--- Record list ---
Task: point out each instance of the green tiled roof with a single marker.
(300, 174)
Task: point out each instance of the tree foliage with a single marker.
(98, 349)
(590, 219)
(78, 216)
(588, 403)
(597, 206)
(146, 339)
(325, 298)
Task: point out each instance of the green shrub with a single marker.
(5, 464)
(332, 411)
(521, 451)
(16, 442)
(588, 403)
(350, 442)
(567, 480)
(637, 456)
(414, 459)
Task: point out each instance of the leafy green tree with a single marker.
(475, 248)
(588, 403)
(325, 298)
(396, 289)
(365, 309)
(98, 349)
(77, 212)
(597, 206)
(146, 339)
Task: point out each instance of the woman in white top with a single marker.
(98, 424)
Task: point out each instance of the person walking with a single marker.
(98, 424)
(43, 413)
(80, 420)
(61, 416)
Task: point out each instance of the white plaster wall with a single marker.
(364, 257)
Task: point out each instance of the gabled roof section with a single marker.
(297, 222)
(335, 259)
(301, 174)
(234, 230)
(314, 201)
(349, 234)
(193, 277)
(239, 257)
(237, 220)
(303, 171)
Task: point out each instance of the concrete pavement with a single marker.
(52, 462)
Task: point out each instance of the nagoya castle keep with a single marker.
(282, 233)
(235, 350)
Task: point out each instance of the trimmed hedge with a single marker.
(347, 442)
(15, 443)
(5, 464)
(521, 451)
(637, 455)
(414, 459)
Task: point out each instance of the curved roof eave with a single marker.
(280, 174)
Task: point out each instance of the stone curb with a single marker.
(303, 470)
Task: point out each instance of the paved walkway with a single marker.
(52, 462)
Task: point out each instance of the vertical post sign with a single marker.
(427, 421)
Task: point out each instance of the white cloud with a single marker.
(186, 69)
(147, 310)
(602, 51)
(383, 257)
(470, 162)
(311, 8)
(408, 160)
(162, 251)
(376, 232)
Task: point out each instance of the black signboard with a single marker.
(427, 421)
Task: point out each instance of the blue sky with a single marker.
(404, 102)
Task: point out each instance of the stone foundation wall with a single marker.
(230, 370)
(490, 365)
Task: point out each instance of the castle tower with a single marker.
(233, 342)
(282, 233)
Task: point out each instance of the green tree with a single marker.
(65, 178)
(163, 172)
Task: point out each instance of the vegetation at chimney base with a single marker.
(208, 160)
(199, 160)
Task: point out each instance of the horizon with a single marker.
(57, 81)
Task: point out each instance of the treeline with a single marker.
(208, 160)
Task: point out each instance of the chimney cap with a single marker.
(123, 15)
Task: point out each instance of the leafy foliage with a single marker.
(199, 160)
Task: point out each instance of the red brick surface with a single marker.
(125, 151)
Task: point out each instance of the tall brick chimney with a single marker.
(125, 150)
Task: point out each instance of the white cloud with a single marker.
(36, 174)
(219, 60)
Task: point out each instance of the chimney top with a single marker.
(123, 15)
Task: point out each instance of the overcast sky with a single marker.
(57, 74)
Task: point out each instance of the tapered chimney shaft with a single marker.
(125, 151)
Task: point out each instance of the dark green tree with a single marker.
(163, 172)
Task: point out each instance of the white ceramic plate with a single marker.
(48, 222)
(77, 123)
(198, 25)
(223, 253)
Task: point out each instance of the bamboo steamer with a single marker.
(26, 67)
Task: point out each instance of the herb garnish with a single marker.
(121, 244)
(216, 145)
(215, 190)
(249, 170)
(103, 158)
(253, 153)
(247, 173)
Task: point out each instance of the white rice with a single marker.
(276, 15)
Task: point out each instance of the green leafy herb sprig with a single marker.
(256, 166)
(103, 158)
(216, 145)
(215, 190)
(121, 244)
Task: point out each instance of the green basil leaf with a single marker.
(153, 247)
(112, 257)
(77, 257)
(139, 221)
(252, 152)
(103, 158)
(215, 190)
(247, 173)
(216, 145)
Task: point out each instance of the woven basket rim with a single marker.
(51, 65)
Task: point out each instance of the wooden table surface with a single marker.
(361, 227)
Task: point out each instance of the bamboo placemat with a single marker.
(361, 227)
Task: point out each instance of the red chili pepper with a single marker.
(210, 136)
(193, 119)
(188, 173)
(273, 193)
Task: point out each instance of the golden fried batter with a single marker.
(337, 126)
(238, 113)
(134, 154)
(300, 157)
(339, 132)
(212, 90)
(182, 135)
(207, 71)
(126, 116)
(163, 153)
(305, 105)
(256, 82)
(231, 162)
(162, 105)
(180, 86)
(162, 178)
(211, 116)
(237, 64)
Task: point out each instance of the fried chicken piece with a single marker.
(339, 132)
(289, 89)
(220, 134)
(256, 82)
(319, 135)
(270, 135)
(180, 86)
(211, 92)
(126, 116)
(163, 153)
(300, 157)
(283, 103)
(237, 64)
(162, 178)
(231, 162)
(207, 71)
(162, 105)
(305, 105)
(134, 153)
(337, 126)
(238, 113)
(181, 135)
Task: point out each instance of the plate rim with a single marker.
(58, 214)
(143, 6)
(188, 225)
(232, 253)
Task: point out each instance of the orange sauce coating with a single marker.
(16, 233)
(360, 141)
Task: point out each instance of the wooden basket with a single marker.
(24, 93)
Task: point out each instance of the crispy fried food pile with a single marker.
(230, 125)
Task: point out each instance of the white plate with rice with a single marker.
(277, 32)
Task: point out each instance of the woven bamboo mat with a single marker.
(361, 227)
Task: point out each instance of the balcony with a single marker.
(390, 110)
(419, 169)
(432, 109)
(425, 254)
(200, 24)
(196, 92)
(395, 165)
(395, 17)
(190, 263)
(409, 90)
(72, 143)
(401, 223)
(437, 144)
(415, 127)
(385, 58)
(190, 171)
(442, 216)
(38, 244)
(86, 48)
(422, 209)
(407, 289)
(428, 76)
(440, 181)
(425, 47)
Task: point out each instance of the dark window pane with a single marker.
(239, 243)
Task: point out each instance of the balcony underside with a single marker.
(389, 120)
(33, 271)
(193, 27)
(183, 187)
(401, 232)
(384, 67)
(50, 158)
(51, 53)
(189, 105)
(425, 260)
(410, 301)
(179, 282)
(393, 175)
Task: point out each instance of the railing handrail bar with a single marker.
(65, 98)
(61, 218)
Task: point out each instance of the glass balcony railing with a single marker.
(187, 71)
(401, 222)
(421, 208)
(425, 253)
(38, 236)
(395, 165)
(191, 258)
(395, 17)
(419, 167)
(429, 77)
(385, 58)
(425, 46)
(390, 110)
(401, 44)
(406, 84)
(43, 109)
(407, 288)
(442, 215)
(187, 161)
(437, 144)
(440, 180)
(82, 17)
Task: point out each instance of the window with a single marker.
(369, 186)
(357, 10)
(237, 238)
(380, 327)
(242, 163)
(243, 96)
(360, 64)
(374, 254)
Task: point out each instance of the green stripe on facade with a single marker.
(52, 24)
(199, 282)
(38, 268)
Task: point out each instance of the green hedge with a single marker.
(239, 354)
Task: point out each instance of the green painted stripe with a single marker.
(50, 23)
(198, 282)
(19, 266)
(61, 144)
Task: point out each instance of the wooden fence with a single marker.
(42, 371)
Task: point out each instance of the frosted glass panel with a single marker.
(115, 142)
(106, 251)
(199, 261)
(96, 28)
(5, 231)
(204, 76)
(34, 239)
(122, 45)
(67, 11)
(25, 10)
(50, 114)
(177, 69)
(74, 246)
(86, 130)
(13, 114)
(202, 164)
---
## Requirement:
Emit the records above again, exactly, with no line skipped.

## Exercise answer:
Task: point out each instance of the green tiled roof with a single marker.
(300, 174)
Task: point out each instance of the tree foliage with a single marker.
(98, 349)
(590, 219)
(78, 216)
(588, 403)
(597, 206)
(146, 339)
(325, 298)
Task: point out each instance of the green shrub with a single marker.
(5, 464)
(332, 411)
(521, 451)
(16, 442)
(588, 403)
(350, 442)
(567, 480)
(637, 456)
(414, 459)
Task: point out each instance of the leafy green tree with a single marker.
(475, 248)
(588, 403)
(325, 298)
(396, 289)
(365, 309)
(98, 349)
(77, 212)
(597, 206)
(146, 339)
Task: point out each instance of the woman in white top with a single marker.
(98, 424)
Task: point out each instance of the person walking with a single marker.
(98, 424)
(43, 413)
(80, 420)
(61, 416)
Task: point out each instance of the white plaster wall with a single marker.
(364, 257)
Task: point out each instance of the gabled roof section with a single marker.
(297, 222)
(335, 259)
(301, 174)
(234, 230)
(314, 201)
(349, 234)
(193, 277)
(239, 257)
(237, 220)
(303, 171)
Task: point out each instance of the concrete pavement with a single marker.
(52, 462)
Task: point out each instance of the nagoya castle keep with a single marker.
(282, 233)
(235, 350)
Task: point out each instance of the trimmed hedge with a single marker.
(347, 442)
(15, 443)
(5, 464)
(521, 451)
(637, 455)
(414, 459)
Task: point out each instance of the curved roof eave with a single marker.
(280, 174)
Task: point out each instance of the stone curb with a single marker.
(303, 470)
Task: point out each instance of the paved walkway with a single marker.
(52, 462)
Task: point out each instance of the vertical post sign with a single marker.
(427, 421)
Task: point out each instance of the white cloud with a single marker.
(186, 69)
(147, 310)
(602, 51)
(383, 257)
(470, 162)
(311, 8)
(408, 160)
(162, 251)
(376, 232)
Task: point out each instance of the black signboard with a single marker.
(427, 421)
Task: point out each instance of the blue sky with a single marker.
(404, 102)
Task: point out each instance of the stone foundation wall with a single marker.
(230, 370)
(490, 365)
Task: point out each instance of the castle tower with a single marker.
(233, 342)
(282, 233)
Task: point out each instance of the green tree with a single marker.
(65, 178)
(163, 172)
Task: point out each instance of the vegetation at chimney base with a single marker.
(208, 160)
(199, 160)
Task: point out each instance of the horizon with a single marker.
(57, 81)
Task: point out each instance of the treeline with a single marker.
(208, 160)
Task: point out each instance of the chimney cap with a single marker.
(123, 15)
Task: point out each instance of the leafy foliage with a single marker.
(199, 160)
Task: point out each instance of the red brick surface with a single marker.
(125, 151)
Task: point out each instance of the tall brick chimney with a single marker.
(125, 150)
Task: point out each instance of the white cloud with a single marker.
(36, 174)
(219, 60)
Task: point out each instance of the chimney top with a single marker.
(123, 15)
Task: point out each instance of the overcast sky with a single marker.
(57, 74)
Task: point out each instance of the tapered chimney shaft with a single marker.
(125, 151)
Task: point out each instance of the dark green tree with a single marker.
(163, 172)
Task: point out each instance of the white ceramic plate with a single marker.
(48, 222)
(77, 123)
(198, 25)
(223, 253)
Task: point out each instance of the bamboo steamer with a single marker.
(26, 67)
Task: point out each instance of the herb garnish with a single marker.
(121, 244)
(216, 145)
(215, 190)
(249, 170)
(103, 158)
(253, 153)
(247, 173)
Task: point out each instance of the white rice with a single marker.
(276, 15)
Task: point out each instance of the green leafy herb sprig with a single marker.
(256, 166)
(103, 158)
(216, 145)
(215, 190)
(121, 244)
Task: point out each instance of the green basil leaf with a single marker.
(153, 247)
(112, 257)
(77, 257)
(139, 221)
(252, 152)
(103, 158)
(215, 190)
(247, 173)
(216, 145)
Task: point out each instance of the woven basket rim with a single marker.
(51, 65)
Task: point out each instance of the wooden table surface with a single marker.
(361, 227)
Task: point out each instance of the bamboo placemat with a single marker.
(361, 227)
Task: point out each instance of the red chili pepper with a single marker.
(210, 136)
(193, 119)
(188, 173)
(273, 193)
Task: point out each instance of the golden fried batter with a single marker.
(337, 126)
(238, 113)
(134, 154)
(300, 157)
(339, 132)
(212, 90)
(182, 135)
(207, 71)
(126, 116)
(163, 153)
(305, 105)
(256, 82)
(231, 162)
(162, 105)
(180, 86)
(162, 178)
(211, 116)
(237, 64)
Task: point out each instance of the fried chicken piece with a single marker.
(339, 132)
(289, 89)
(220, 134)
(256, 82)
(319, 135)
(270, 135)
(180, 86)
(211, 92)
(126, 116)
(163, 153)
(300, 157)
(283, 103)
(237, 64)
(162, 178)
(231, 162)
(207, 71)
(162, 105)
(305, 105)
(134, 153)
(337, 126)
(238, 113)
(181, 135)
Task: point out each instance of the plate rim with a single marker.
(58, 214)
(143, 6)
(188, 225)
(232, 253)
Task: point out each instance of the orange sauce coating with a single marker.
(16, 233)
(360, 141)
Task: point out each instance of the wooden basket with a single marker.
(24, 93)
Task: point out each instance of the crispy fried food pile with a single marker.
(230, 125)
Task: point out each instance of the white plate with rice with a single marker.
(277, 32)
Task: point out each instance of the woven bamboo mat with a single marker.
(361, 227)
Task: point out each instance of the balcony with a single marker.
(390, 110)
(419, 169)
(432, 109)
(425, 254)
(200, 24)
(196, 92)
(395, 165)
(395, 17)
(190, 263)
(409, 90)
(72, 143)
(401, 223)
(437, 144)
(415, 127)
(385, 58)
(190, 171)
(442, 216)
(38, 244)
(86, 48)
(422, 209)
(407, 289)
(428, 76)
(440, 181)
(425, 47)
Task: point out each instance of the dark window pane with a single marker.
(239, 243)
Task: point out each instance of the balcony underside with a single marker.
(389, 120)
(33, 271)
(193, 27)
(183, 187)
(401, 232)
(384, 67)
(50, 158)
(51, 53)
(189, 105)
(425, 260)
(410, 301)
(179, 282)
(393, 175)
Task: point out each instance of the railing handrail bar with a single marker.
(65, 98)
(61, 218)
Task: point out each instance of the glass balcony railing with a single marker.
(187, 71)
(401, 222)
(421, 208)
(425, 253)
(38, 236)
(395, 165)
(191, 258)
(395, 17)
(419, 167)
(429, 77)
(385, 58)
(425, 46)
(390, 110)
(401, 44)
(406, 84)
(43, 109)
(407, 288)
(442, 215)
(187, 161)
(437, 144)
(440, 180)
(82, 17)
Task: point out each instance of the window with a single marker.
(369, 186)
(357, 10)
(237, 238)
(380, 327)
(242, 163)
(243, 96)
(360, 64)
(374, 254)
Task: point out each instance of the green stripe on facade with a single marker.
(52, 24)
(199, 282)
(38, 268)
Task: point out each instance of the green hedge with a single marker.
(239, 354)
Task: point out each instance of the green painted stripe with a single marker.
(50, 23)
(198, 282)
(19, 266)
(61, 144)
Task: point out each instance of the wooden fence with a single marker.
(42, 371)
Task: point out each instance of the frosted glass panel with a single marker.
(115, 142)
(106, 251)
(199, 261)
(96, 28)
(5, 231)
(204, 76)
(34, 239)
(122, 45)
(67, 11)
(25, 10)
(50, 114)
(177, 69)
(74, 246)
(86, 130)
(13, 114)
(202, 164)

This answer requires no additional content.